• _WHAT IS EXPECTED_
Please repeat the records below word for word, leaving out the pictures.

══ EXERCISE INPUTS ══

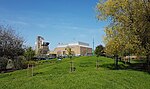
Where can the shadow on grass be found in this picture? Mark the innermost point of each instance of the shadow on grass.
(129, 66)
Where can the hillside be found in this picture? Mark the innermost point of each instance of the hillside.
(54, 74)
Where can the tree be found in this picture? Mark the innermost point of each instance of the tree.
(99, 51)
(129, 27)
(69, 52)
(29, 53)
(11, 45)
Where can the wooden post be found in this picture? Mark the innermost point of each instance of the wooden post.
(97, 64)
(32, 70)
(28, 70)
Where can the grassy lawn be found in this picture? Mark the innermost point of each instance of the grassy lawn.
(53, 74)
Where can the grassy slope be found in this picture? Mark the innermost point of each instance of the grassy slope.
(57, 76)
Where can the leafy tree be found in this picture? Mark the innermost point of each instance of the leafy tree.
(11, 45)
(99, 51)
(29, 53)
(69, 52)
(129, 27)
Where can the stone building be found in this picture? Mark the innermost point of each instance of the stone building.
(77, 49)
(41, 46)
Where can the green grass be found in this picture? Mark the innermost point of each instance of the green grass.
(55, 74)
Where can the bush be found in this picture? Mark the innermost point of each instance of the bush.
(3, 63)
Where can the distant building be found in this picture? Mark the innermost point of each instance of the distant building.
(41, 46)
(77, 49)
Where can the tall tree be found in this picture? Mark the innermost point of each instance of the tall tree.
(99, 51)
(131, 20)
(29, 53)
(11, 44)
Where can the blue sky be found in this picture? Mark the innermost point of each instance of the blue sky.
(58, 21)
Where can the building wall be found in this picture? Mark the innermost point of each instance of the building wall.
(76, 50)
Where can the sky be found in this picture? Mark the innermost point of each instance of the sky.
(58, 21)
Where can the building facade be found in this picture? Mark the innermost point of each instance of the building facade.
(77, 49)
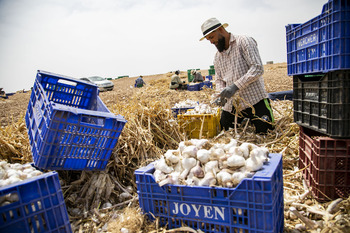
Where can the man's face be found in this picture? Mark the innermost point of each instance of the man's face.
(217, 39)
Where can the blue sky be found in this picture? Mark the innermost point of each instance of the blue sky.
(110, 38)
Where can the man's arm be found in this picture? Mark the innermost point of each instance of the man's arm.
(251, 54)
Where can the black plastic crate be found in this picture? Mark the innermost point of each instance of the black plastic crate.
(327, 164)
(322, 43)
(322, 102)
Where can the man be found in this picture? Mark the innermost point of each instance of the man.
(176, 82)
(239, 80)
(197, 76)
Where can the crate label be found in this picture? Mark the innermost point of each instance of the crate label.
(306, 41)
(199, 211)
(311, 94)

═══

• _TASK RESPONSE_
Where can the shadow on grass be found in this picture? Mark the innermost point of each instance of the shadow on grass.
(129, 66)
Where can the hillside be found in this picture? Mark the innermost point of each instance of the hillside.
(54, 74)
Where can the tree be found in this picture? Mark the innermost point of each instance of the tree.
(99, 51)
(129, 27)
(69, 52)
(29, 53)
(11, 45)
Where can the wooden post be found in this picture? Mark the innermost point of each instance of the wooden post.
(97, 64)
(32, 70)
(28, 70)
Where can the grassy lawn be found in this picture? Mark the innermost point of each instance of the grassy lawn.
(53, 74)
Where can the grassy slope be found in this picture? Mark the innermost point of each instance of the grassy slope.
(57, 76)
Where can the leafy tree be found in this picture? Mark the innermost point of each instance of the leafy tree.
(11, 45)
(99, 51)
(29, 53)
(69, 52)
(129, 27)
Where can the stone building be found in this picture? Mark the innermost point of each instance of the stone building.
(77, 49)
(41, 46)
Where can the green grass be found in this picture? Mark the innermost point of each instance of the green grass.
(55, 74)
Where can the bush be found in this picture? Mark the innermost point of each instance of the bush.
(3, 63)
Where can the distant building be found in this picture? Mark the innermost point of each instance of the distant building.
(41, 46)
(77, 49)
Where can the tall tree be found in this picture? Mark the innermost point of each instance of the tall tree.
(99, 51)
(131, 20)
(29, 53)
(11, 44)
Where can the blue sky be found in this picture? Mark the innermost point of each instance of the blue sky.
(58, 21)
Where can the building wall be found in this picture? Mark the innermost point of each instance of the building wall.
(76, 50)
Where can the sky be found in this picture? Mark the innermost point of each instance of the sky.
(58, 21)
Where can the building facade be found in this picture? Mark the innermost point of each instance of the building facade.
(77, 49)
Where can the man's face be found in this picture? Mark the innermost point of each instance of the man's face.
(217, 39)
Where can the blue sky be found in this picture? Mark the innermost point of each instance of the blue sky.
(110, 38)
Where can the man's arm be found in this picture? Mark the innermost point of each instance of the man's arm.
(251, 54)
Where can the black plastic crate be found in this picture? Mark the innermost point of each instance of the black plastic crate.
(327, 164)
(322, 43)
(322, 102)
Where can the man be found in this picture? Mark the innermost point of each instance of the man.
(176, 82)
(239, 80)
(197, 76)
Where can the crate label be found in this picture? Mark the innermost point of each instance of the crate label.
(306, 41)
(199, 211)
(311, 94)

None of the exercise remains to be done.